READING TEXT>

We appended 3 numbers at the end of list2, using the simple assignment operator. The simple assignment operator creates a new object and stores the new reference to the variable on the left, i.e., list2. Thus, list2 loses its reference to the list object pointed by list1, and doesn’t modify it.
However, to append 2 integers at the end of list3, we used the augmented assignment operator. Augmented assignment operator modifies the list object pointed by list3 in-place, instead of creating a new object. Since list1 pointed to the same object as list3, printing the values of list1 prints the newly modified list.
This behavior is also evident in other mutable data structures like sets, byte-arrays, deque etc. Using augmented assignment will modify these data structures in-place, whereas using simple assignment will create new objects.
The similarities
The augmented and simple assignment assignment operators however work the same on immutable types, such as ints, floats etc. Let us verify this using code sample:
CODE:
#Initializing an integer
a = 10;
print("Original ID:");
print(id(a));
# modifying value using simple assignment
a = a+10;
print("After simple assignment:");
print(id(a));
# modifying values usin augemented assignment
a += 10;
print("After augmented assignment:");
print(id(a));
OUTPUT:
Original ID: 9801536 After simple assignment: 9801856 After augmented assignment: 9802176 |
As can be observed from the above code example, the reference of ‘a’ changed after every modification, irrespective of the type of assignment used. We can thus conclude that a new object is created, every time an immutable data type is modified.
Which one should you prefer? Read Below
Since the simple assignment creates a new object every time we modify it, it takes longer time and is inefficient when compared to the augmented assignment.
When comparing the time and space complexities of the two operators:
Simple assignment:
Time Complexity:
O(n) where n is the size of the list being concatenated.
Space Complexity:
O(1) since the modification happens in-place without creating a new list.
Augmented assignment:
Time Complexity:
O(n) where n is the combined size of the lists being concatenated.
Space Complexity:
O(n) since a new list is created with combined elements.
We must, therefore, use the augmented assignment operations whenever possible, improving code efficiency and memory usage. Particularly with large datasets, these distinctions can offer significant advantages to the programmer.
Not so intuitive (but powerful) concatenations
The “+=” concatenation operator also works on other iterables, which can be concatenated at the end of a list. An iterable is any Python object capable of returning its members one at a time, permitting it to be iterated over in a for-loop.
The “+=” operator concatenates these iterables (by looping each value one-by-one) at the end of the list.
On the other hand, the same concatenations are not possible with the simple assignment operator.
The reason for this design is that in Python, “+=” is an augmented assignment operator. It’s designed to modify mutable objects in place, extending them with the elements from another iterable. This is possible for mutable objects like lists, sets, bytearrays, and deques because they can be modified without creating a new object.

DATA EXTRACT>
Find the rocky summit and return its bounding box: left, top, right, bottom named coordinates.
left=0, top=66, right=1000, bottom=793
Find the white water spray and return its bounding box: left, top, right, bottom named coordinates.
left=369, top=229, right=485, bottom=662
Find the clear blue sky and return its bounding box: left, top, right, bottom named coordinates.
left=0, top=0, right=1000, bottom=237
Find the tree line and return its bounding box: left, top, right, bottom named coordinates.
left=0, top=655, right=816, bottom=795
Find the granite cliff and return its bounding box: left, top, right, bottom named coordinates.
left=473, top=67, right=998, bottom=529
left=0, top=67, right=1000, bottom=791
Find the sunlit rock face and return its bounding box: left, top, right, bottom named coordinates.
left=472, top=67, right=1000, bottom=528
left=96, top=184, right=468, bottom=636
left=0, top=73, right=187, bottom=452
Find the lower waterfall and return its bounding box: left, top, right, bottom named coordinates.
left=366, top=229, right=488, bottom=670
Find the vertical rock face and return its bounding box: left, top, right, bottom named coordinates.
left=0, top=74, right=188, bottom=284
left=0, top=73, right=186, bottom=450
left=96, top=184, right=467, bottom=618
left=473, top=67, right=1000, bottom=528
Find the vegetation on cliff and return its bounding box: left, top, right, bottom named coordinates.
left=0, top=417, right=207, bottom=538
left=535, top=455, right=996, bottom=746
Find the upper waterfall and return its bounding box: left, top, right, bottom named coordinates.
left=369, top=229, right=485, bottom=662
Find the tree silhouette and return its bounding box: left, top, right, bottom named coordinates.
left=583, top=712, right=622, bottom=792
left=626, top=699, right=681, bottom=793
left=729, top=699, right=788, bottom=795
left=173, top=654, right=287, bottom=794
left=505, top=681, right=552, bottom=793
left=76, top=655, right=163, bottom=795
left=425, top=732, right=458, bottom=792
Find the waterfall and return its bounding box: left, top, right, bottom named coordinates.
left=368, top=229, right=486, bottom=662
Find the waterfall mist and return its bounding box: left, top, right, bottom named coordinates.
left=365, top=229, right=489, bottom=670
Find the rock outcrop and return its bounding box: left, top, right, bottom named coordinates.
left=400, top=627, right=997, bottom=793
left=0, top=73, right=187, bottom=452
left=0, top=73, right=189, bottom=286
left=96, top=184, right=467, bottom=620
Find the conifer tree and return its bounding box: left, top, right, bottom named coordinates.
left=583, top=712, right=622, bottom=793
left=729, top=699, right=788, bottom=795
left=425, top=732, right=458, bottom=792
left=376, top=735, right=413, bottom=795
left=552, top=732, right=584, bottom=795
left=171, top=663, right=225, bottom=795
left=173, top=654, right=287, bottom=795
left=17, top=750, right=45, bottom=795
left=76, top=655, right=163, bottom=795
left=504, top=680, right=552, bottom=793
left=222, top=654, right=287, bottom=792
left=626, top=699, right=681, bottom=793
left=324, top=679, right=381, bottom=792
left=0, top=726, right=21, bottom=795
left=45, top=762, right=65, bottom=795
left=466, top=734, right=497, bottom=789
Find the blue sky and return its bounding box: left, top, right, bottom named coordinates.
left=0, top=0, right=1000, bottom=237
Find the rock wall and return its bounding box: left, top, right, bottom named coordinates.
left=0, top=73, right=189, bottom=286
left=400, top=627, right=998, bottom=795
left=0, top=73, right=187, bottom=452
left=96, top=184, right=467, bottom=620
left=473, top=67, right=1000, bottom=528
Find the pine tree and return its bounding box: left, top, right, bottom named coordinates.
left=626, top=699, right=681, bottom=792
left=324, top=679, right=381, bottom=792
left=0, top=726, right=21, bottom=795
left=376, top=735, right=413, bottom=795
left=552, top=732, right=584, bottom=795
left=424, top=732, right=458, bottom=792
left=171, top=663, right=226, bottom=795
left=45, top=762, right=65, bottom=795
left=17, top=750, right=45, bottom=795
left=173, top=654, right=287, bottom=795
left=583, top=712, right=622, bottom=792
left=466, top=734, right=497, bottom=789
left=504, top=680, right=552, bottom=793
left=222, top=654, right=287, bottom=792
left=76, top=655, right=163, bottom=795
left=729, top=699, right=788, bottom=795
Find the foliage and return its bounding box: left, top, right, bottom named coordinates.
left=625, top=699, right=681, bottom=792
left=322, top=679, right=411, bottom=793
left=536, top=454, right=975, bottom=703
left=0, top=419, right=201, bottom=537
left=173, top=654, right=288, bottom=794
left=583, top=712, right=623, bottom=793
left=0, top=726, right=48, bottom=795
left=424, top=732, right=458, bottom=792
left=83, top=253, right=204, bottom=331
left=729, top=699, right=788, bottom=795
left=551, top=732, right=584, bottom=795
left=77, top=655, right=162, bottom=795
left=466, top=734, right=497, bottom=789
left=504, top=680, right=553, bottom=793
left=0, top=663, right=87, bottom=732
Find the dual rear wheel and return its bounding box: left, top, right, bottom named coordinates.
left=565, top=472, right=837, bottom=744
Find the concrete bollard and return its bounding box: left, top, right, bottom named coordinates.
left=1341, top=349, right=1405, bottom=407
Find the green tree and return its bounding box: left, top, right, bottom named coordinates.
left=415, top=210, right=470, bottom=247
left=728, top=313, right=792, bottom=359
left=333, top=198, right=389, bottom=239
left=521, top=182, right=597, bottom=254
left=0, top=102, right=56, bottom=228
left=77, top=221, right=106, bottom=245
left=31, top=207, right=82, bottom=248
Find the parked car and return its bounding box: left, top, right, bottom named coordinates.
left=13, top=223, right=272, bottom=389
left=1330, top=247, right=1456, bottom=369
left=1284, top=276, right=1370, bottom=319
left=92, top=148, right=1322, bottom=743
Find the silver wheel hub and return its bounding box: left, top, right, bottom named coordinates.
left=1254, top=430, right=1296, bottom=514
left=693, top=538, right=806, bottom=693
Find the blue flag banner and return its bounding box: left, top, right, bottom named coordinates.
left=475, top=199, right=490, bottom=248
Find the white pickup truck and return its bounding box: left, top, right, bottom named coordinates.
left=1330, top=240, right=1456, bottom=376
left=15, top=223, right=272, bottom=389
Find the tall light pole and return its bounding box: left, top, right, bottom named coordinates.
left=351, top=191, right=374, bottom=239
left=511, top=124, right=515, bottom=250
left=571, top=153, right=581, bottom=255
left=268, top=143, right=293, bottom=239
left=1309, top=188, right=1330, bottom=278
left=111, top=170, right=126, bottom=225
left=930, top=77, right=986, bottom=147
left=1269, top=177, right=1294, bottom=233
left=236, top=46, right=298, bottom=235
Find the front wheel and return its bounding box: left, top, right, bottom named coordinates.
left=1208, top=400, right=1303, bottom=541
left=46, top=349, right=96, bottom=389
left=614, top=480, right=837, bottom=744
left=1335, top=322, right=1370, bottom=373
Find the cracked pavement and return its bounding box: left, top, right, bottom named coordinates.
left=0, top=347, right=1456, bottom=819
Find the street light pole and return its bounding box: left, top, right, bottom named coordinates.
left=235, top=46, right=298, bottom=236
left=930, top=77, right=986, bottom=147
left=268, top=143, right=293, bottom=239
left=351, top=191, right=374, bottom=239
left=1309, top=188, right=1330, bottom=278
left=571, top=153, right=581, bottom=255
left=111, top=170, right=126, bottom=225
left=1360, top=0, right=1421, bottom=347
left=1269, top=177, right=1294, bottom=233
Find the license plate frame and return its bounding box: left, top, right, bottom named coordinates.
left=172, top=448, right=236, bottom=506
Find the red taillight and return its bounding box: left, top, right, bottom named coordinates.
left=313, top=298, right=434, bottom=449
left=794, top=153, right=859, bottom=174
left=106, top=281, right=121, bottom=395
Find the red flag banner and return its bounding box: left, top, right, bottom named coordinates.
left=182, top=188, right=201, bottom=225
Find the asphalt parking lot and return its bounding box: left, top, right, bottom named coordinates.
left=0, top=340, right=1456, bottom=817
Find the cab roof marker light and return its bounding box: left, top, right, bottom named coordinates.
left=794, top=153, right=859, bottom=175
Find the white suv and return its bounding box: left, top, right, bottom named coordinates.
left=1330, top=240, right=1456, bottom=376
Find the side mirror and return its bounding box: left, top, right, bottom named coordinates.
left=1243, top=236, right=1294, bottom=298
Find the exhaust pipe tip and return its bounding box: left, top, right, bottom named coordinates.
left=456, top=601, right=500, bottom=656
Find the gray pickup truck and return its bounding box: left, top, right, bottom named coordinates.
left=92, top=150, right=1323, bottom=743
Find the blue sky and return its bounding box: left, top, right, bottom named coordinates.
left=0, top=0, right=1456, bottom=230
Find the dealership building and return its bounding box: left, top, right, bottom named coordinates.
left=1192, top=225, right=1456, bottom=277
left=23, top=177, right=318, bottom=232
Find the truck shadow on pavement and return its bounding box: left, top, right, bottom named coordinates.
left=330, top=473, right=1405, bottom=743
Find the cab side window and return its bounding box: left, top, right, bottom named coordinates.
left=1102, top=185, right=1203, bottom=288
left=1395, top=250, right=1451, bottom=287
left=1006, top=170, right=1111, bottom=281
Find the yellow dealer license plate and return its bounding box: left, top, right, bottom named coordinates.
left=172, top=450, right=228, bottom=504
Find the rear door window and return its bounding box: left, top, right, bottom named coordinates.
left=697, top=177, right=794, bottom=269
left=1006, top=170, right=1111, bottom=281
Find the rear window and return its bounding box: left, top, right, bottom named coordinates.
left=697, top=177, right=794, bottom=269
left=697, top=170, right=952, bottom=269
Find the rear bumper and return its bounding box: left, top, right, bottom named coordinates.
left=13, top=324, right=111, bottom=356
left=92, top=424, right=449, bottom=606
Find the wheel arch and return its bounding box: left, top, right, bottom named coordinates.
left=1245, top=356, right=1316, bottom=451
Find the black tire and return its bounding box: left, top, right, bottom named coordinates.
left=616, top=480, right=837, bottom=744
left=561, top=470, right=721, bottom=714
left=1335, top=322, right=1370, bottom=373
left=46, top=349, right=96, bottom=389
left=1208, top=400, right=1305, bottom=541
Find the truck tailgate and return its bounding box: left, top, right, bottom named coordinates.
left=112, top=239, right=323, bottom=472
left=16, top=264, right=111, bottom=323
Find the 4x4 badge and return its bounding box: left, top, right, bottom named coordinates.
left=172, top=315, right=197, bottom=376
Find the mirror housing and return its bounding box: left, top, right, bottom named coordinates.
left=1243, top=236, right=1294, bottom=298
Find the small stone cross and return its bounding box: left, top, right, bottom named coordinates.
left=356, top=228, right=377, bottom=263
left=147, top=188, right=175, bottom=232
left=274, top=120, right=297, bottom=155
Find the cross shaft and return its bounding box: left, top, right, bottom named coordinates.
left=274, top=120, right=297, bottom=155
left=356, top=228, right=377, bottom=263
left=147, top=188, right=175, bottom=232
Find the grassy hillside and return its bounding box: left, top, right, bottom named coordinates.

WHAT IS ASKED>
A: Which strings does the code sample in the text on Python assignment operators print before each ID?
B: Carry the text on Python assignment operators forward from its final sentence.

RESULTS BY TASK>
A:
"Original ID:"
"After simple assignment:"
"After augmented assignment:"

B:
In contrast, + is a binary operator for concatenation. When used with certain types like lists, sets, bytearrays, and deques, it creates a new object by combining the elements of the operands. This is the default behavior for + with these types.
Let us now solidify our understanding with the help of code:
CODE:
#Initializing a list of integers
list = [1,2,3];
print(list)
# Concatenating a string using +=
list += "Hello";
#list = list + "World"; #TypeError: can only concatenate list (not "str") to list
print(list)
# Concatenating a set using +=
set= {"This", "is", "fun"};
list += set;
#list = list + set; #TypeError: can only concatenate list (not "set") to list
print(list)
# Concatenating a tuple using +=
tuple = ("Python", "is", "great");
list += tuple;
#list = list + tuple; #TypeError: can only concatenate list (not "tuple") to list
print(list)
# Concatenating a dictionary using +=
dict = {"First Name": "John", "Last Name": "Doe" };
list += dict;
#list = list + dict; #TypeError: can only concatenate list (not "dict") to list
print(list)
# Concatenating a list returned from a function
def get_numbers():
return [4, 5, 6];
list += get_numbers(); #This will concatenate the list in-place
list = list + get_numbers(); #This will concatenate the list by creating a new object
print(list);
OUTPUT:
[1, 2, 3] [1, 2, 3, ‘H’, ‘e’, ‘l’, ‘l’, ‘o’] [1, 2, 3, ‘H’, ‘e’, ‘l’, ‘l’, ‘o’, ‘fun’, ‘This’, ‘is’] [1, 2, 3, ‘H’, ‘e’, ‘l’, ‘l’, ‘o’, ‘fun’, ‘This’, ‘is’, ‘Python’, ‘is’, ‘great’] [1, 2, 3, ‘H’, ‘e’, ‘l’, ‘l’, ‘o’, ‘fun’, ‘This’, ‘is’, ‘Python’, ‘is’, ‘great’, ‘First Name’, ‘Last Name’] [1, 2, 3, ‘H’, ‘e’, ‘l’, ‘l’, ‘o’, ‘fun’, ‘This’, ‘is’, ‘Python’, ‘is’, ‘great’, ‘First Name’, ‘Last Name’, 4, 5, 6, 4, 5, 6] |
In the above code sample, we concatenated various data structures, namely, string, set, tuple, dictionary, and even a list returned from a function using the “+=” concatenation operator.
- String is appended byte-by-byte at the end of the list.
- The set is appended at the end of the list, however, the order of elements is not preserved, because set is an unordered data structure.
- All the elements of the tuple are appended at the end of the list.
- Concatenating a dictionary shows interesting results, as only the keys of the dictionary are appended at the end of the list.
For all these data structures, we cannot do the concatenation using simple assignment, as it will throw a type error.
When appending a list returned from a function, we can concatenate using both, simple and augmented operator. However, as is the nature of these operators, augmented operator concatenates in-place, while simple assignment operator creates a new list for concatenation.
We can thus see that augmented operators, and specially the concatenation operator “+=” are powerful tools in Python programming, and must be leveraged by programmers to write efficient code.
Conclusion
In this article, we examined the difference between the simple assignment operation “a=a+b” and the augmented assignment operation “a+=b”. We observed and verified through code samples that augmented assignment modifies the object in-place, whereas simple assignment creates a new object for modification. This is also established that this behavior is not evident in immutable objects like ints and floats. We also witnessed the power of the concatenation operator “+=” with some code samples. At the end, we rightly concluded that one must use the augmented assignment whenever possible.